Activity
Among the entries below, only the lines starting at the one with "Label a point on each instance of the door knob" and ending at the one with "Label a point on each instance of the drawer", both included, are to be printed exactly.

Provided data

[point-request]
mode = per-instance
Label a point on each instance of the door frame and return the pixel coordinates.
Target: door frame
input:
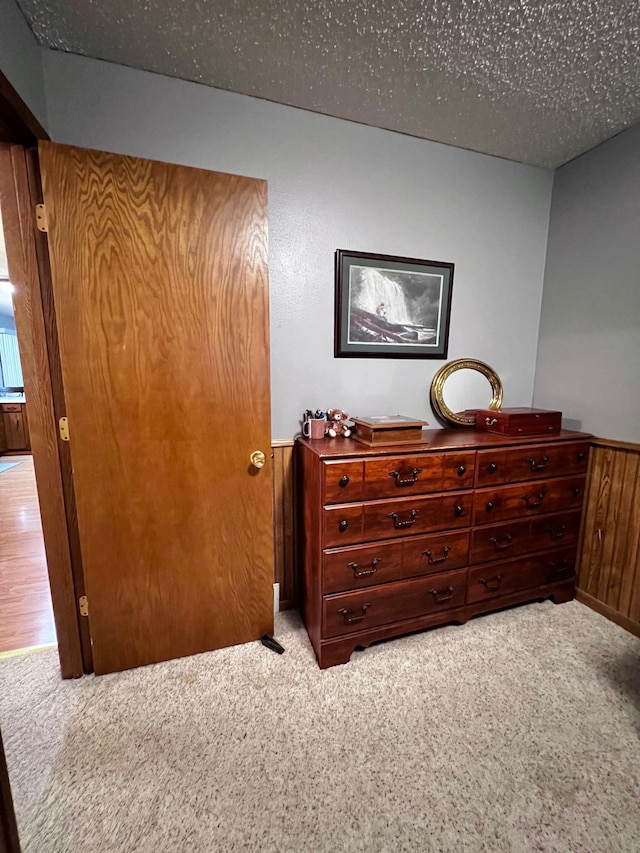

...

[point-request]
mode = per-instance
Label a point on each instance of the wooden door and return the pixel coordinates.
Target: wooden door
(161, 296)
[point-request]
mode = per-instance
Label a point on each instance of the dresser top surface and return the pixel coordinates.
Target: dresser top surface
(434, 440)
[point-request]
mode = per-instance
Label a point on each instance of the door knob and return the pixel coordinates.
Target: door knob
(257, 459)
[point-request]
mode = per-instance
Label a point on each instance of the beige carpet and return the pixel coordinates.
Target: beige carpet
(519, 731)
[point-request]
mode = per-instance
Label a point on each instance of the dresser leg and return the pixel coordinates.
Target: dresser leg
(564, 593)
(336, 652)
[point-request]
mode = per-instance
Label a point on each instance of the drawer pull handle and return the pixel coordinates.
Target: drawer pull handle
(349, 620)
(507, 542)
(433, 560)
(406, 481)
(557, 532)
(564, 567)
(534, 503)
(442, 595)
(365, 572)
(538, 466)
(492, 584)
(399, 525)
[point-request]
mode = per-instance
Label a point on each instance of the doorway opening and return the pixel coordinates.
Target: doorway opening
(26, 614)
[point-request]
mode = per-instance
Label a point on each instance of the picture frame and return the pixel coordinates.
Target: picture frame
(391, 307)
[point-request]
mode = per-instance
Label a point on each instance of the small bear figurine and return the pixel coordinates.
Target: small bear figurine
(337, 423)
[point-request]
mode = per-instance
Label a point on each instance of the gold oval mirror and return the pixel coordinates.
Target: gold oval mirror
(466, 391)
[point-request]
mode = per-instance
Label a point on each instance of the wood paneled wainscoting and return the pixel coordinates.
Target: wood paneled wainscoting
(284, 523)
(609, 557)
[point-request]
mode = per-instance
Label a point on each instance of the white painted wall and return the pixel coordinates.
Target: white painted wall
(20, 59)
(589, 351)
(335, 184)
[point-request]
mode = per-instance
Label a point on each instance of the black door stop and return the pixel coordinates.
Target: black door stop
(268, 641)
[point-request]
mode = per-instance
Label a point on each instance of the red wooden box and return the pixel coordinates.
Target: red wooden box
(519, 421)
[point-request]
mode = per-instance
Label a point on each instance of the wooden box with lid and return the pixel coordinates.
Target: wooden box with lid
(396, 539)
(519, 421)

Response below
Label a point on each instance of the door knob and return the pixel coordinates.
Target: door knob
(257, 459)
[point-request]
mode = per-instance
Label a point on each instance of the beige carpet and return the pixel coordinates.
Target: beige carpet
(519, 731)
[point-request]
mode = per-instance
Label a point on each instance of the dresser leg and return the pixel coordinates.
Target: dresser leg
(564, 593)
(336, 652)
[point-request]
mode = per-instance
Label a point on each instance of the drawer pull handle and return the pixel coordinates.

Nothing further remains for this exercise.